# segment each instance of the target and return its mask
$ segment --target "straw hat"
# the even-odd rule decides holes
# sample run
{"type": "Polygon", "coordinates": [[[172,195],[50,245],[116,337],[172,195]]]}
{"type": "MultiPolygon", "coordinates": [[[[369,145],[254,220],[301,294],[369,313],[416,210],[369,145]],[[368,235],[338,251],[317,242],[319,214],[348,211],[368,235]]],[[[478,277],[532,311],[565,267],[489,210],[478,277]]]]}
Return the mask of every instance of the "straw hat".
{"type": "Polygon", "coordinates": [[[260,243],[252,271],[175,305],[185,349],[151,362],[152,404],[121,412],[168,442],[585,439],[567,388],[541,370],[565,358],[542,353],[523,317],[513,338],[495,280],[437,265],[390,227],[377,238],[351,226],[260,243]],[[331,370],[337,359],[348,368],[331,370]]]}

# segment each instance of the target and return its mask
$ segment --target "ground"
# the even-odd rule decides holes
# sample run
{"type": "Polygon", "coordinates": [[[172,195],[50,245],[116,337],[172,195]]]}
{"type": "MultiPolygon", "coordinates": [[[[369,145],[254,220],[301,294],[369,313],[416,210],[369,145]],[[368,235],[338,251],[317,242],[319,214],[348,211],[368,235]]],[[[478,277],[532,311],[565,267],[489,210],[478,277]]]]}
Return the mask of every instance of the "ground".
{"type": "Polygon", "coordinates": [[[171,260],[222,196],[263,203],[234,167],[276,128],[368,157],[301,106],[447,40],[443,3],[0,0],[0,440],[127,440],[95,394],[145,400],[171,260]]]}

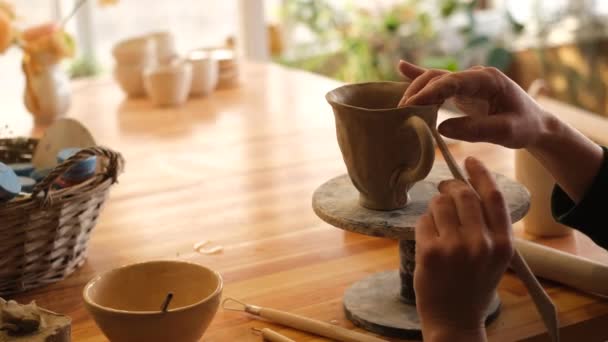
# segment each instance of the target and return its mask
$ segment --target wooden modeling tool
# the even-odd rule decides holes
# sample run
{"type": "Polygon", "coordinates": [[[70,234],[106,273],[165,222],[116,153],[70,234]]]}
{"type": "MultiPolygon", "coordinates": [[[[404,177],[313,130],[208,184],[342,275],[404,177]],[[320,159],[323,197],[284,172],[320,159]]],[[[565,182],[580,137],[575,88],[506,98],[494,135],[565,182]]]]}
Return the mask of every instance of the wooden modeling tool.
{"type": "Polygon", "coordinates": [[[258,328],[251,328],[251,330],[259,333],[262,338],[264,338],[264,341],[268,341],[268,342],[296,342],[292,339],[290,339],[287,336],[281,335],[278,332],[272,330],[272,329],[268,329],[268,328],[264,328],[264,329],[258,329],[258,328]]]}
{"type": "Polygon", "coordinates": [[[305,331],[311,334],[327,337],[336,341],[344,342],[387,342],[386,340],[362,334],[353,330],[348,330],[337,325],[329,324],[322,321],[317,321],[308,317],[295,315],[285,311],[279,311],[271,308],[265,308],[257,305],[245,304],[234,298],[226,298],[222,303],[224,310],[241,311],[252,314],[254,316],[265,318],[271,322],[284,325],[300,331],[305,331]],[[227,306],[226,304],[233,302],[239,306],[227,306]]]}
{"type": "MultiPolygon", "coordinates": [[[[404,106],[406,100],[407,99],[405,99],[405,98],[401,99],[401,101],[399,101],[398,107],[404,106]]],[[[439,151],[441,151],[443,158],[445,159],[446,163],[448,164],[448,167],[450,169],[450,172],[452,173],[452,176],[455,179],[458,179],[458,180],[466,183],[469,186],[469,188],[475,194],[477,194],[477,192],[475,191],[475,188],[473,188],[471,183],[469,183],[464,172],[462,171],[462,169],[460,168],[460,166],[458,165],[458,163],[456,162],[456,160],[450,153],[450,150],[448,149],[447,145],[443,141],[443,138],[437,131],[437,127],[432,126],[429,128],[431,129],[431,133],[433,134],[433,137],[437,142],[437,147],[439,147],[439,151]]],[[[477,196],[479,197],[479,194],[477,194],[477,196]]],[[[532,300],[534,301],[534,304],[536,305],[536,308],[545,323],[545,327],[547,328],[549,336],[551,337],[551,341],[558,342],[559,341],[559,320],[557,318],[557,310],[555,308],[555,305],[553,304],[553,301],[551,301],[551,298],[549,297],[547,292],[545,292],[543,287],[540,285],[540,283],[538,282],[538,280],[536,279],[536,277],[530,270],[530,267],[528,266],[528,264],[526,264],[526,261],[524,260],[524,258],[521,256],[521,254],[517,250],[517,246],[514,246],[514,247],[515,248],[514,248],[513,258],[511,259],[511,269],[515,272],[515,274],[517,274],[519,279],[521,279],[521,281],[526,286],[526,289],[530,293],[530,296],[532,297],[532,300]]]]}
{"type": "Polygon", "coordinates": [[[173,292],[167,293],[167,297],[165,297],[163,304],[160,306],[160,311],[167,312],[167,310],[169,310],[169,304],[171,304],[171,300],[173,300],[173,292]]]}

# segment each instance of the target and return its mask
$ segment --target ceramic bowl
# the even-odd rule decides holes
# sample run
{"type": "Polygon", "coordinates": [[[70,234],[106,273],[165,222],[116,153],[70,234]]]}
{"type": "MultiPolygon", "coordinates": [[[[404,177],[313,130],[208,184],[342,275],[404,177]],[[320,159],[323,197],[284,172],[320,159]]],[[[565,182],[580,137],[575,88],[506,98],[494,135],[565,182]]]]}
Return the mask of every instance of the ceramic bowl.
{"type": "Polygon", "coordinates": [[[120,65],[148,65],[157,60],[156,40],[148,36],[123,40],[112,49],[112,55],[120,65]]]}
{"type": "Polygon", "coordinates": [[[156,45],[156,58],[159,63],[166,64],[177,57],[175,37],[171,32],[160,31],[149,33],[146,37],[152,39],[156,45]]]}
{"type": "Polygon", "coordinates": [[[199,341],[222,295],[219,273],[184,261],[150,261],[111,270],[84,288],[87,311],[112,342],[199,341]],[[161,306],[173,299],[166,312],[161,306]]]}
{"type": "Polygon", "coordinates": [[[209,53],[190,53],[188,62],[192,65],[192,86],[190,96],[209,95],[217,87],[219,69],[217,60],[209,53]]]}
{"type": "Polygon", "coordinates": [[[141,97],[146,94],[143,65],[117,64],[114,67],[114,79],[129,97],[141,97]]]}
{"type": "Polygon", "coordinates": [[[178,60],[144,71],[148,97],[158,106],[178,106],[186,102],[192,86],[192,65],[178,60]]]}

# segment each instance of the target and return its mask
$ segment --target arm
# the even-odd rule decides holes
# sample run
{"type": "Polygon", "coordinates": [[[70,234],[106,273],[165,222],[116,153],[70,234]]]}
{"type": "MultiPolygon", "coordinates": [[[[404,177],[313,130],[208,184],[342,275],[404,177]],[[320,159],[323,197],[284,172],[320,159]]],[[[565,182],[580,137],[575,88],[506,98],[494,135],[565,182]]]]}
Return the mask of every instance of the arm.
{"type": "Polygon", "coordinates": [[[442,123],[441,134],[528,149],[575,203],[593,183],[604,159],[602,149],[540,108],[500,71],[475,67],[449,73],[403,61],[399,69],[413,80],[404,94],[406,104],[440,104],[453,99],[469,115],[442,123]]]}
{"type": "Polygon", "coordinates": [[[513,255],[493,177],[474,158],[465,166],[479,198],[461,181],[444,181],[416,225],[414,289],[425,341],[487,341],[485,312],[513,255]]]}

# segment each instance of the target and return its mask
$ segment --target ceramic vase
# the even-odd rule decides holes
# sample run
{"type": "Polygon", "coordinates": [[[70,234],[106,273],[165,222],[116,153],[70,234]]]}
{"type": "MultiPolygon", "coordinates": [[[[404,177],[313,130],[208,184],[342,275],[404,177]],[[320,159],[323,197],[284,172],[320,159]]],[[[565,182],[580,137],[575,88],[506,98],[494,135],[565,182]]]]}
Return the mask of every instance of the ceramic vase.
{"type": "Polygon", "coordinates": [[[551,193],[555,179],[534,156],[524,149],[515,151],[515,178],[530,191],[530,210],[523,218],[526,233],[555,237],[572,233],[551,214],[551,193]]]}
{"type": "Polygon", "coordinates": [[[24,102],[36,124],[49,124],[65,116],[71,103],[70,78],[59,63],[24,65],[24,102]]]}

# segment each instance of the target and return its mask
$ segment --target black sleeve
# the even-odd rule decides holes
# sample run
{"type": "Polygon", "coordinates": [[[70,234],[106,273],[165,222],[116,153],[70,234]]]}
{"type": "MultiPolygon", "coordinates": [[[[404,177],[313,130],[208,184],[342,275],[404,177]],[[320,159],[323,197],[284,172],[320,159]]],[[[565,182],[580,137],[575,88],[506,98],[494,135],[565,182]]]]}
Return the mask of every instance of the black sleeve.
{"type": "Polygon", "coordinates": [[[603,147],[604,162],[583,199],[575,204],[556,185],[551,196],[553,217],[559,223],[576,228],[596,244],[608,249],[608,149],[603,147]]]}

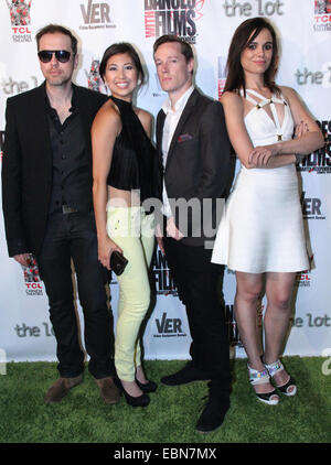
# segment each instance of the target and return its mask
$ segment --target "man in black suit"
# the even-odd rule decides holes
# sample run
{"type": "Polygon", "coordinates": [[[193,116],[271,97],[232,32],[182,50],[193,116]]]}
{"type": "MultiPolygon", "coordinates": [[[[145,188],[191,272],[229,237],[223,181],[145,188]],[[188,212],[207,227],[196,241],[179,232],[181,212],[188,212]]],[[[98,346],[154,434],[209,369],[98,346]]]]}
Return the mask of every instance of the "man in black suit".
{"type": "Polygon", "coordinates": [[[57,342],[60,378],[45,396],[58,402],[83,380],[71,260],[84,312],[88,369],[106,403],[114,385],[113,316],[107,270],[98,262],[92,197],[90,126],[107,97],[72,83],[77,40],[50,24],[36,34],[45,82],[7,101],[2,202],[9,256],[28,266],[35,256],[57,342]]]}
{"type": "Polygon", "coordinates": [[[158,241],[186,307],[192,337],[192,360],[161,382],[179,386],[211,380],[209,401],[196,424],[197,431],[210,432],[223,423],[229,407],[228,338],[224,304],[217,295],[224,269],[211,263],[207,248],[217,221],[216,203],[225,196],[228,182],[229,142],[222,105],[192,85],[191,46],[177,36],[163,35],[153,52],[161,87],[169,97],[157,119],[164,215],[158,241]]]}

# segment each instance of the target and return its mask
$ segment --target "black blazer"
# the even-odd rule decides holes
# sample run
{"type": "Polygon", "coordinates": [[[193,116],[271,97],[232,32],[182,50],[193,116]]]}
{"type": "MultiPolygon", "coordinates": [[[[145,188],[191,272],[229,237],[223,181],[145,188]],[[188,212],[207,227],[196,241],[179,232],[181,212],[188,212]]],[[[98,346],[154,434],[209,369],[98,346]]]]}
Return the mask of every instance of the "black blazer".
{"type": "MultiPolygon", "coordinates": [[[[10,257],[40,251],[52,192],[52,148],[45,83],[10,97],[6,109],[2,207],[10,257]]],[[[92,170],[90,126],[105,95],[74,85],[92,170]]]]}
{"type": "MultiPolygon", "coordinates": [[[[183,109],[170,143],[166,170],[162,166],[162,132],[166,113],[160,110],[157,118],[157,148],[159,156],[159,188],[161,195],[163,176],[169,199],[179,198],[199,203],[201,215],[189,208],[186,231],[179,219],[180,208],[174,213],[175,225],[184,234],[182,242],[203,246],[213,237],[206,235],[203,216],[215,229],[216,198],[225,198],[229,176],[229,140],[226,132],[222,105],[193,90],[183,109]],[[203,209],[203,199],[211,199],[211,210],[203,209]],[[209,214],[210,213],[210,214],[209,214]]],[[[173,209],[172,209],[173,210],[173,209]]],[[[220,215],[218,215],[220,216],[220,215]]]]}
━━━━━━━━━━━━━━━━
▶ [What you have to do]:
State how many lines in the items above contain the string "black". Give only the number.

▶ [The answer]:
6